### Task statement
Could you copy the data below word for word, from the line with "the man's ear" to the line with "pixel 848 139", including both of those lines?
-------- Records to process --------
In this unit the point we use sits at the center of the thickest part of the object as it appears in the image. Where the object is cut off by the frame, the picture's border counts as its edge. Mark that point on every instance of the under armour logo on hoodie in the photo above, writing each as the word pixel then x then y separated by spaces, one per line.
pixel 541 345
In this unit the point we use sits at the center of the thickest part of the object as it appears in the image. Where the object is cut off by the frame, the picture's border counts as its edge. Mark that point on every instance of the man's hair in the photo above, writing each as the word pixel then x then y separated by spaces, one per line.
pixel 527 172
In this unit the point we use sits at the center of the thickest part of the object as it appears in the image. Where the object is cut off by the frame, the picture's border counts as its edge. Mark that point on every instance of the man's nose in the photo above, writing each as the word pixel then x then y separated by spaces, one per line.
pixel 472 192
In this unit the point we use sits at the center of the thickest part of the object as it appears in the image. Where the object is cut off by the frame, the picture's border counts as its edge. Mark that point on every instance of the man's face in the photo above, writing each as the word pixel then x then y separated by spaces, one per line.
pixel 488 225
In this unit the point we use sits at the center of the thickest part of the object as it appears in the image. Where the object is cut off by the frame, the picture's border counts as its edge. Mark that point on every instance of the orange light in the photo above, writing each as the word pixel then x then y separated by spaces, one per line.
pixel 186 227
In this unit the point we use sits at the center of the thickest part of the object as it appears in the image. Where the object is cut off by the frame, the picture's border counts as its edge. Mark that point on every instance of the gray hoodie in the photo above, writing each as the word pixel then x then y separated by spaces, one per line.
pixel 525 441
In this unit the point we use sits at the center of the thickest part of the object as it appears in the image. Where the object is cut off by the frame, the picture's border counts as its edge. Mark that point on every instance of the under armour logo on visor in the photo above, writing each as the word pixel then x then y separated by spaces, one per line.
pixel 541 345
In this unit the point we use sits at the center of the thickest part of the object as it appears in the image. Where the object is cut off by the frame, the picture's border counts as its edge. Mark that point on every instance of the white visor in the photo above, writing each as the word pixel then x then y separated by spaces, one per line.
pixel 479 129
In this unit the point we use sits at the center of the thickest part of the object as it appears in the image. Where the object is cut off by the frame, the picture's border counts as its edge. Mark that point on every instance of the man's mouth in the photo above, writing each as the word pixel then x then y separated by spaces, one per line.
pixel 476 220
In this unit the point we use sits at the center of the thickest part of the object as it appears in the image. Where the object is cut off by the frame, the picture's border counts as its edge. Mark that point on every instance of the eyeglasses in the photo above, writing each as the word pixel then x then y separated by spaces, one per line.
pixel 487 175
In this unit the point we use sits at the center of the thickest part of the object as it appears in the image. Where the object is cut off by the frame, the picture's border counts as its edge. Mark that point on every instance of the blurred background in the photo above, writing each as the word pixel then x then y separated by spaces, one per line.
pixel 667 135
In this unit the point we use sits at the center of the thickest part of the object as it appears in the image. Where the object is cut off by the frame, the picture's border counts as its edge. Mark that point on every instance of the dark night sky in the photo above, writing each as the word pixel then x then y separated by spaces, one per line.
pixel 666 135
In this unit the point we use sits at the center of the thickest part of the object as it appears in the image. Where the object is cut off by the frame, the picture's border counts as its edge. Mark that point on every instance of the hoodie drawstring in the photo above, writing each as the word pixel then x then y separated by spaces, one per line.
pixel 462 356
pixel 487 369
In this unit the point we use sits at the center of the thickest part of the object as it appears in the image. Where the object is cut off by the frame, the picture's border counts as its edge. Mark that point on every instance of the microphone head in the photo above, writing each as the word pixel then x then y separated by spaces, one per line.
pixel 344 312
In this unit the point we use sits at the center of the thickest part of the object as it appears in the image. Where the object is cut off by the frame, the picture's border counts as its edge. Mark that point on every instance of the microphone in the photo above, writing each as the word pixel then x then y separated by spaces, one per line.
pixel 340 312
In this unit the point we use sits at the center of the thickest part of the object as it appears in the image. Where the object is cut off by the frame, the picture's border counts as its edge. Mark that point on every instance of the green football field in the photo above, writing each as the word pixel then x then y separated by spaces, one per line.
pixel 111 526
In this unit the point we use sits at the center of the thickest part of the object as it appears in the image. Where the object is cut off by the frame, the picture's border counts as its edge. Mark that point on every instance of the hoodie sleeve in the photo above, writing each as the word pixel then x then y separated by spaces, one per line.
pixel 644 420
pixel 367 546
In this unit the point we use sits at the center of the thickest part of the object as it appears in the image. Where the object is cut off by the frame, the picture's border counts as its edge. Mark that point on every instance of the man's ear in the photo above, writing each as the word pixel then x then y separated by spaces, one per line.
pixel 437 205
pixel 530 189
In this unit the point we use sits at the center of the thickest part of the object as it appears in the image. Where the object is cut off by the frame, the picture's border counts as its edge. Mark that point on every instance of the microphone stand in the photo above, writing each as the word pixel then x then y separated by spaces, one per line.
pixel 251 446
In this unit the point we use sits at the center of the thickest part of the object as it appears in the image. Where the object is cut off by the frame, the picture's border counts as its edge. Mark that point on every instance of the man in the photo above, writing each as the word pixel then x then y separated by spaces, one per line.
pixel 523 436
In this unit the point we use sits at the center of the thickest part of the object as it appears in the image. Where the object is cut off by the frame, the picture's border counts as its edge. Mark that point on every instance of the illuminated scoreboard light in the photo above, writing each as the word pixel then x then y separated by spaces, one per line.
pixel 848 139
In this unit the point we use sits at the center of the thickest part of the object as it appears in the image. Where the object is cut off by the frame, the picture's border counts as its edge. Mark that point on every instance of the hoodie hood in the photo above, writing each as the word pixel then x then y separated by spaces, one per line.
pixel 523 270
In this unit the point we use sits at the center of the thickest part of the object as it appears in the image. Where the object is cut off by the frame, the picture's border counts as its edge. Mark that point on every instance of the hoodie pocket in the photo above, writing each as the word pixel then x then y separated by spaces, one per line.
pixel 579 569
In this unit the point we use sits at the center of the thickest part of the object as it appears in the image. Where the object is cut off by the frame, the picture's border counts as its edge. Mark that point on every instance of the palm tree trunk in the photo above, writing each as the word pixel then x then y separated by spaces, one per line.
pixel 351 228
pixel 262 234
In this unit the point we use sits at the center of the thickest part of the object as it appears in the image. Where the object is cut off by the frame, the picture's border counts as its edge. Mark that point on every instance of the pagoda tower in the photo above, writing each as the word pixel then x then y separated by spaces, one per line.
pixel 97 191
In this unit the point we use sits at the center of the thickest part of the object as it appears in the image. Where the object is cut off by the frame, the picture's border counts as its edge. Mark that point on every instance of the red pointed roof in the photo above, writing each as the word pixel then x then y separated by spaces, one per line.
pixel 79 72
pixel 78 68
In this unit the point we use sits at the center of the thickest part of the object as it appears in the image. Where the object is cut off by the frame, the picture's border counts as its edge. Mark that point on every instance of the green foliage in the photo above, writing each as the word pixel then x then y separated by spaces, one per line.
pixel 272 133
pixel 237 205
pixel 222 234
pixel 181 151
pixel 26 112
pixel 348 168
--------
### Complete response
In this unit the point we use sits at the center of the thickest part of the object as it appears in the image. Where the object is cut off by the frame, the picture's border counts as its edge. Mark that point on every instance of the man's ear in the photo above, writing each as the word pixel then x then y separated by spaces, one per line.
pixel 437 205
pixel 530 189
In this unit the point we use sits at the center of the thickest part of the object as it appears in the image. Where the object is cut off by the frame, the picture's border counts as its edge. Mark that point on every instance of the microphone stand in the photo above, writing each as the word pixel then x then y separated by spaces, one per line.
pixel 251 446
In this unit the point we use sits at the center of the thickest part of the object as it appears in the image. Where the object is cut off by the frame, the picture's border counts as its edge. Mark that point on every instance of the man in the photo above, writing each as the word pixel then x then y separated by spaces, one per line.
pixel 523 436
In this unit the point we use sits at the center of the thickest part of the object as it appears in the image. Where the object is cut off by the frame, the picture's border counts as its edge. Mark that point on every instance of the illuminated scoreboard light in the photo above, writing each as the word pixel then x then y separated by spaces, one per line.
pixel 848 139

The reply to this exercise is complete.